- **EXERCISE DIRECTIONS**:
Express the records below as a Markdown table with the columns Row and Line, starting at the line that contains "Can you locate the woman's long" and running through the end of the records, inclusive. Give each non-blank line its own numbered row, and leave the pictures out.

- **RECORDED INFORMATION**:
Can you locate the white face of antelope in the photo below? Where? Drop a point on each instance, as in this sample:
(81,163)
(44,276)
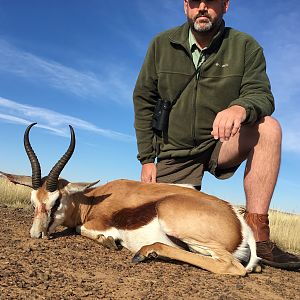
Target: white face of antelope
(48,213)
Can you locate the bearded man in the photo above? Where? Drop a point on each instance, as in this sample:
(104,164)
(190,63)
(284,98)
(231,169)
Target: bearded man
(220,115)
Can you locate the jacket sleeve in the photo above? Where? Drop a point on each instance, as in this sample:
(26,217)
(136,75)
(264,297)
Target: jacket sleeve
(145,96)
(255,93)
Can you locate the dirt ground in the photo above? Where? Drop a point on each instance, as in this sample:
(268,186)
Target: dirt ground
(72,267)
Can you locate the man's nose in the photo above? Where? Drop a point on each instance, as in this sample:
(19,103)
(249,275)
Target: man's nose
(202,5)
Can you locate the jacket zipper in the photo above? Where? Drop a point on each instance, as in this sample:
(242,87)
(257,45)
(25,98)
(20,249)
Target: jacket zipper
(194,108)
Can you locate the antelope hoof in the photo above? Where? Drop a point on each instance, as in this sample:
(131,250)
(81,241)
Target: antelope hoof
(107,242)
(257,269)
(138,257)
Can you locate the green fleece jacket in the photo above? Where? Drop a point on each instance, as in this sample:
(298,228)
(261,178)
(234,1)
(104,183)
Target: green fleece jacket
(234,73)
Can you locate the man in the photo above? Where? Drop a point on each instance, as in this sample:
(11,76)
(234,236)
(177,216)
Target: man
(221,118)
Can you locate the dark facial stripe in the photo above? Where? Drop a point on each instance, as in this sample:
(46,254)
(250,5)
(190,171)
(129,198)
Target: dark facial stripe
(134,218)
(53,211)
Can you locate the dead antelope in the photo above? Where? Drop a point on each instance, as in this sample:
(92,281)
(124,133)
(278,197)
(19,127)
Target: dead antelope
(151,220)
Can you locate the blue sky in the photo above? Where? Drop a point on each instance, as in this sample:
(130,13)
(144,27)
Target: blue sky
(76,62)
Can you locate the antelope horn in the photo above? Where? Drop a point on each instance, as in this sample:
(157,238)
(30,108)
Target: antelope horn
(35,165)
(52,180)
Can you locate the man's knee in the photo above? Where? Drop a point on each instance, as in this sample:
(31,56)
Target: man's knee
(270,128)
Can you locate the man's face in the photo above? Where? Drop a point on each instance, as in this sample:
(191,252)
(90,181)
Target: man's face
(204,16)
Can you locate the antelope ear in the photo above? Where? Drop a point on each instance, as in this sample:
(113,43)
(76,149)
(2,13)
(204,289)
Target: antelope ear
(73,188)
(17,179)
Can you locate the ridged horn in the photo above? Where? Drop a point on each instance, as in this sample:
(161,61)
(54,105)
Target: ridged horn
(35,165)
(52,180)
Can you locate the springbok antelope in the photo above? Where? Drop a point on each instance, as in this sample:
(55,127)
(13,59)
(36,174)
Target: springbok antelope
(151,220)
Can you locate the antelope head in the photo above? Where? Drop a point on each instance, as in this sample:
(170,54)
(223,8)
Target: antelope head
(50,195)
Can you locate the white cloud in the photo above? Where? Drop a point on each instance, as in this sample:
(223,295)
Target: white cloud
(82,84)
(14,112)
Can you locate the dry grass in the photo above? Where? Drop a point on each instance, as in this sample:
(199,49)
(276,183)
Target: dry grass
(285,230)
(14,195)
(285,227)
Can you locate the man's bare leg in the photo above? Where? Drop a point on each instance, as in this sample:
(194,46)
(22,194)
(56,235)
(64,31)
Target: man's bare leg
(260,145)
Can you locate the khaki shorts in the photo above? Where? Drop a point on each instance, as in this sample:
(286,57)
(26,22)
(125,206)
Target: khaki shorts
(190,170)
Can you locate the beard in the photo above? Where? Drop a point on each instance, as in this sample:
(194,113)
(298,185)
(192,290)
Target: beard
(204,26)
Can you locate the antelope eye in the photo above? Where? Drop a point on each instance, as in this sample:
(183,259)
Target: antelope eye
(56,205)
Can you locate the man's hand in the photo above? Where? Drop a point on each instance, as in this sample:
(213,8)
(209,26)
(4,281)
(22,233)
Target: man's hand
(228,122)
(148,174)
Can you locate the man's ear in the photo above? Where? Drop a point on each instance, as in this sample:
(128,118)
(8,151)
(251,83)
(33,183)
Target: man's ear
(18,179)
(185,3)
(225,6)
(72,188)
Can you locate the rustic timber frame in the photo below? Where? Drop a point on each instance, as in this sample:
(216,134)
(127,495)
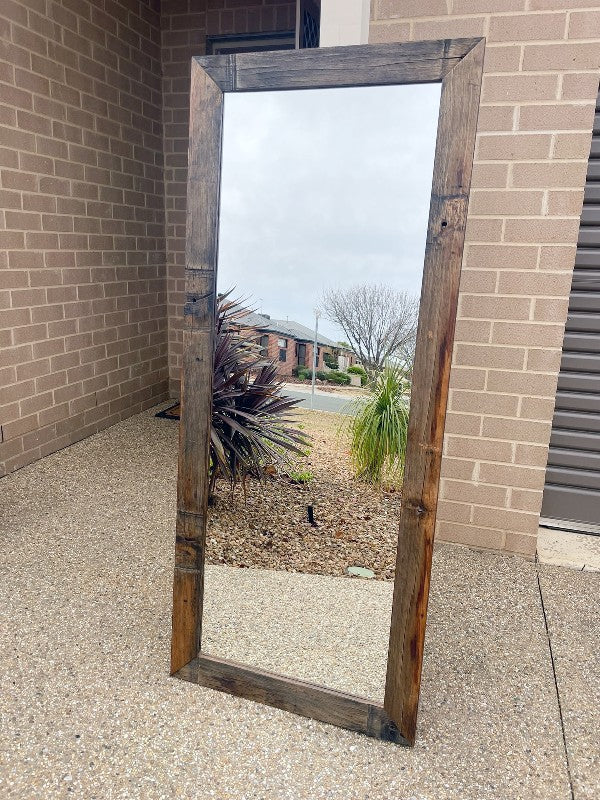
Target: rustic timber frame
(457,64)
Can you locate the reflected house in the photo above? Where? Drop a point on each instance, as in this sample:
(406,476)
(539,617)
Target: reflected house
(290,344)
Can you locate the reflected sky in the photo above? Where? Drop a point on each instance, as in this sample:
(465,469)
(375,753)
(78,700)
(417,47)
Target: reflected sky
(324,187)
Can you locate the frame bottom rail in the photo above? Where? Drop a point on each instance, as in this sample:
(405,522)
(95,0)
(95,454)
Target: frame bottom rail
(290,694)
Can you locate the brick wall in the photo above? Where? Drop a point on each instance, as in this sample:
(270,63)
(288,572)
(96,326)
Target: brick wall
(186,24)
(82,285)
(537,107)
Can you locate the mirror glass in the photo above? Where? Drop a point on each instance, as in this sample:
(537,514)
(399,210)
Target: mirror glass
(324,204)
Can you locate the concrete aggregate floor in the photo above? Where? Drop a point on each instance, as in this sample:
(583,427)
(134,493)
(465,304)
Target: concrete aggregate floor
(87,709)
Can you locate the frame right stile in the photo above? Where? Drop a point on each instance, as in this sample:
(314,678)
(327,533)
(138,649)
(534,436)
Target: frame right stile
(458,64)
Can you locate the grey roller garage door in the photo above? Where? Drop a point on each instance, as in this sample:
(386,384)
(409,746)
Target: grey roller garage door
(572,489)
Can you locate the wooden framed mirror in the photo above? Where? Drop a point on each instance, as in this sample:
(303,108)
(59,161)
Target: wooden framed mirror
(457,65)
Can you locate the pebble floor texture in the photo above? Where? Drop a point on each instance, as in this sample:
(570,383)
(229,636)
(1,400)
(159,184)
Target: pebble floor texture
(87,709)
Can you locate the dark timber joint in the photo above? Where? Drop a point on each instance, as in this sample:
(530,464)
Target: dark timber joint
(458,64)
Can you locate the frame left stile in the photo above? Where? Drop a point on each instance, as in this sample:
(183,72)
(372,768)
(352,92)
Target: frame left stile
(457,63)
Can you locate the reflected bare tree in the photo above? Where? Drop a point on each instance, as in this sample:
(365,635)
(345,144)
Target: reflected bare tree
(379,322)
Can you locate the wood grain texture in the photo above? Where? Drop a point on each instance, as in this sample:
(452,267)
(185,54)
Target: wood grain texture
(458,63)
(328,67)
(204,175)
(290,694)
(435,336)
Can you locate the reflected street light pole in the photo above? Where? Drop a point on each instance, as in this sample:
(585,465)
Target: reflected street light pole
(312,387)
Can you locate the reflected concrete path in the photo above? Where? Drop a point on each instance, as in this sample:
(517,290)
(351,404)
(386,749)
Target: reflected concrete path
(87,709)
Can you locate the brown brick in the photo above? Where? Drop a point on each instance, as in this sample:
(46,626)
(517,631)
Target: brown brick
(543,360)
(508,202)
(527,27)
(557,257)
(468,492)
(477,355)
(488,307)
(530,334)
(541,231)
(512,475)
(536,408)
(483,403)
(471,535)
(516,88)
(550,310)
(565,203)
(501,58)
(568,56)
(508,519)
(534,283)
(513,147)
(531,454)
(521,383)
(525,500)
(550,117)
(571,145)
(579,85)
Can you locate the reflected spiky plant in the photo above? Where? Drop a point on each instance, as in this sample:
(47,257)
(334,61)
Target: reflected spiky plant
(250,427)
(379,427)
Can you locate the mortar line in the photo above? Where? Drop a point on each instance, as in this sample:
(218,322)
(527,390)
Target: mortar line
(560,714)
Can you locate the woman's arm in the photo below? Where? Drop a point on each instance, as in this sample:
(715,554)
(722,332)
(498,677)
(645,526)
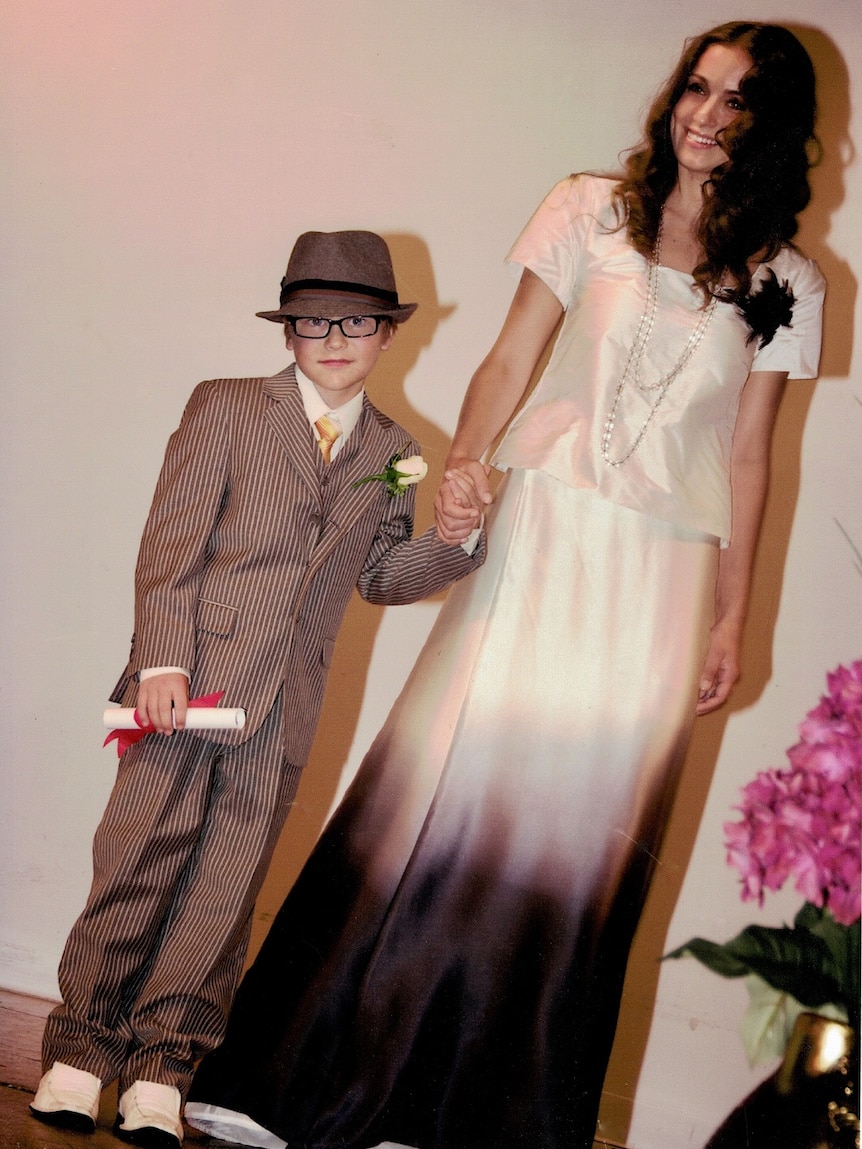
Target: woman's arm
(502,378)
(749,479)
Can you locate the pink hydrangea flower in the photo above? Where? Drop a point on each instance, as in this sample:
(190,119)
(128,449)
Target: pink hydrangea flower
(805,823)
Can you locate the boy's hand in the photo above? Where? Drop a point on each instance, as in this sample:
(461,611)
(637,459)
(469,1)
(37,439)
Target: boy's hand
(472,477)
(163,701)
(458,509)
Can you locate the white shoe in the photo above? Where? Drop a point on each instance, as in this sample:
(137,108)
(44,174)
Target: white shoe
(68,1097)
(149,1116)
(228,1125)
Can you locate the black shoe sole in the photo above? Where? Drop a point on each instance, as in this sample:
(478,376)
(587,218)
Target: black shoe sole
(148,1136)
(64,1119)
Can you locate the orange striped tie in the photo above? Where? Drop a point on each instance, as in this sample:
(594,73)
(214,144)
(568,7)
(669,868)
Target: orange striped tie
(328,431)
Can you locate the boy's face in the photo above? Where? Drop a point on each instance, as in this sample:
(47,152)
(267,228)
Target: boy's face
(337,365)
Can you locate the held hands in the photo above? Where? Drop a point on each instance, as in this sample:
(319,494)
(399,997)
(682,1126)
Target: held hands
(162,702)
(721,669)
(461,500)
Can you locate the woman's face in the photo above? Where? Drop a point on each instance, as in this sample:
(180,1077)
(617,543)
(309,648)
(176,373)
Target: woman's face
(710,101)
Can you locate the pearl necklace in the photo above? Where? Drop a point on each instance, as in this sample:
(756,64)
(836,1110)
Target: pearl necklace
(632,370)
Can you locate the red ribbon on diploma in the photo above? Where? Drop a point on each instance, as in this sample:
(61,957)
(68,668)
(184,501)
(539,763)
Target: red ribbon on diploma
(127,738)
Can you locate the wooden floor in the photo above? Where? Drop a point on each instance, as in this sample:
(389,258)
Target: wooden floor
(21,1024)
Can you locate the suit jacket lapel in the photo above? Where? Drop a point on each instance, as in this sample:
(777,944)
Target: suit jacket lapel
(290,423)
(367,452)
(369,448)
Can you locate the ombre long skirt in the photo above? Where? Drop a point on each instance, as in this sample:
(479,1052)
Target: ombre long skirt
(446,972)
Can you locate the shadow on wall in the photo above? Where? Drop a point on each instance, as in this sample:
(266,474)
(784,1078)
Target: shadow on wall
(346,687)
(828,186)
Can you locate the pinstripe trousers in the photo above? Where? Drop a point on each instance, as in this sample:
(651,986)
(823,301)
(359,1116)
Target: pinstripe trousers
(151,965)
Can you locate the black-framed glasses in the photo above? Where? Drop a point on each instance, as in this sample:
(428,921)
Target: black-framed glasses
(352,326)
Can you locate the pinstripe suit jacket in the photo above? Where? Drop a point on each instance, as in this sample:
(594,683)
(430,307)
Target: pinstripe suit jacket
(251,552)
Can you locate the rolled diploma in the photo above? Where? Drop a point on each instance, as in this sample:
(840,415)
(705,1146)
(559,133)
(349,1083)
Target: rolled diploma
(195,718)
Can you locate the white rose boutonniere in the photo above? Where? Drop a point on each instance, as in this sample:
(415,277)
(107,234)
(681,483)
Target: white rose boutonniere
(399,473)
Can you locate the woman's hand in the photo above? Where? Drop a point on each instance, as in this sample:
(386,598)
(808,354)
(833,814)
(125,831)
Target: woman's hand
(721,668)
(459,504)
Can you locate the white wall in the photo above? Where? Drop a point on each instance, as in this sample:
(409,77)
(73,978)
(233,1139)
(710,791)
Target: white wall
(160,156)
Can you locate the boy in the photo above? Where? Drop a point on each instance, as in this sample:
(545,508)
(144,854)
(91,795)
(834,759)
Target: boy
(258,533)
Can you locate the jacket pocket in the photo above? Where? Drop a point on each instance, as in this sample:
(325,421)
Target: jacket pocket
(216,617)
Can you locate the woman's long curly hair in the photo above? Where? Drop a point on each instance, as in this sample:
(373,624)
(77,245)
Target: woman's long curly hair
(751,200)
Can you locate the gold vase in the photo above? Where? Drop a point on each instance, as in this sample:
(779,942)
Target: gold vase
(812,1102)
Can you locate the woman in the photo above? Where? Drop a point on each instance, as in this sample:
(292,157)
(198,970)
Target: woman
(446,972)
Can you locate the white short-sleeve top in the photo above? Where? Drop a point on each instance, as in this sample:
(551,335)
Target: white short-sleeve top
(680,469)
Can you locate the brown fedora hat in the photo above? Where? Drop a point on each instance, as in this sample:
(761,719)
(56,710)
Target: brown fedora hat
(332,274)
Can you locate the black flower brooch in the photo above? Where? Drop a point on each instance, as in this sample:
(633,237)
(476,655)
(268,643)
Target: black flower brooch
(768,309)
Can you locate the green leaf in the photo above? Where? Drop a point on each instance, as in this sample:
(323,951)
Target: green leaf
(794,961)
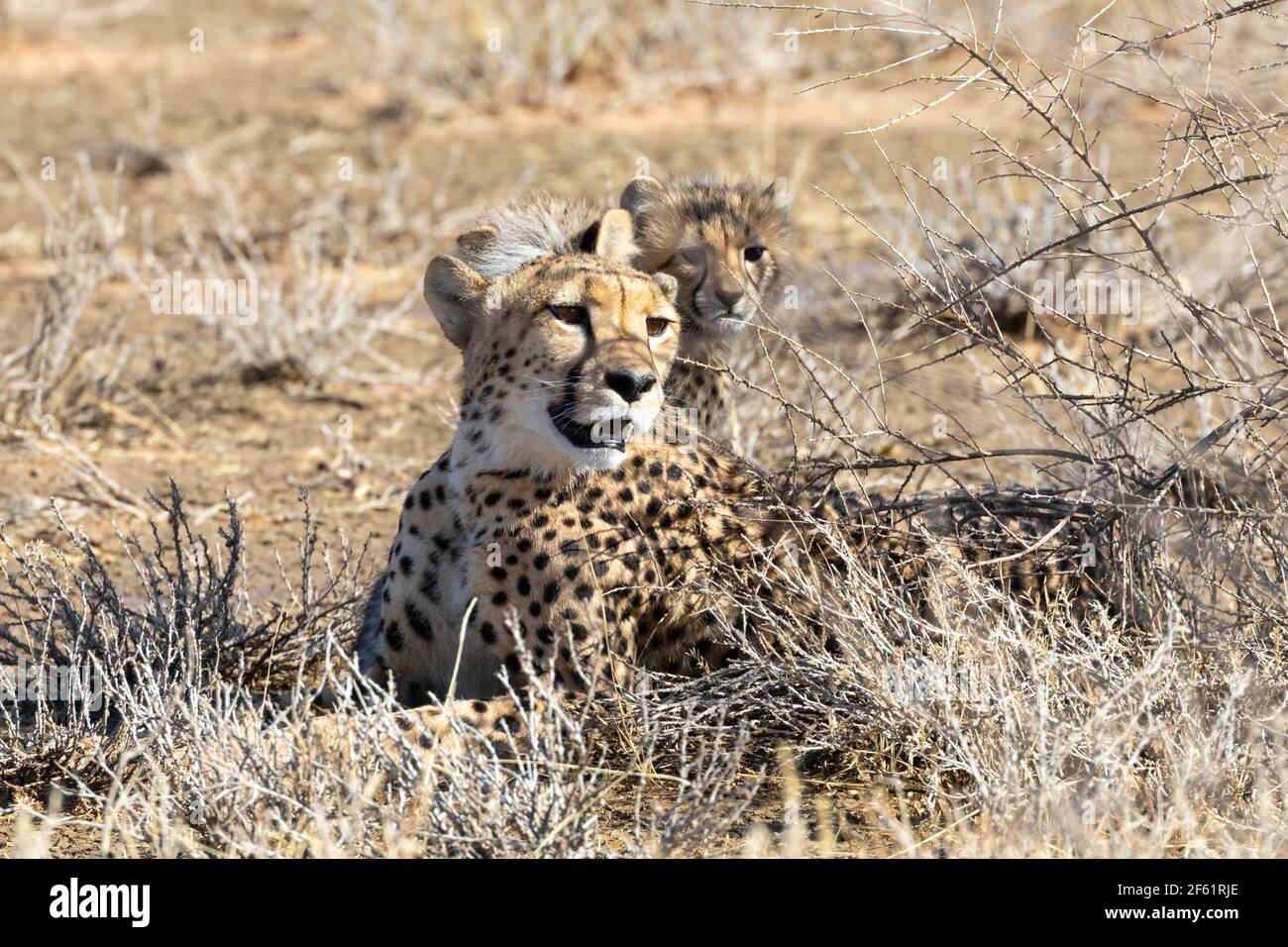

- **OUTPUT FOR THIS TASK**:
| Row | Line |
|---|---|
| 1 | Can you locate the woman's long curly hair in the photo above? Where? Drop a point on each instance, as in this sample: |
| 2 | (373,624) |
| 3 | (77,245) |
| 4 | Target: woman's long curly hair |
| 5 | (751,200) |
| 6 | Can you locate the gold vase in the photo above? Where? Drop a point on each instance, as in this sample: |
| 7 | (779,942) |
| 8 | Target: gold vase |
| 9 | (812,1102) |
| 10 | Can you locate the woman in the photo above? Where? Drop a point on each instance, as in this sample: |
| 11 | (292,157) |
| 12 | (198,970) |
| 13 | Target: woman |
| 14 | (446,972) |
| 15 | Can you locate the white short-sleeve top in the photo above? Where? Drop a point on each instance, as in this sample: |
| 16 | (551,335) |
| 17 | Target: white short-sleeve top |
| 18 | (680,469) |
| 19 | Can you locate the brown fedora hat in the photo above? Where? Drop a point on each instance, as in this sample: |
| 20 | (761,719) |
| 21 | (56,710) |
| 22 | Target: brown fedora hat |
| 23 | (332,274) |
| 24 | Can you locate the black flower brooch in the photo above? Where? Drop a point on each instance, as in this sample: |
| 25 | (633,237) |
| 26 | (476,655) |
| 27 | (268,643) |
| 28 | Target: black flower brooch |
| 29 | (768,309) |
| 30 | Can you locate the green leaf in the photo above? Where? Drop a point on each instance, as in this sample: |
| 31 | (323,951) |
| 32 | Target: green leaf |
| 33 | (794,961) |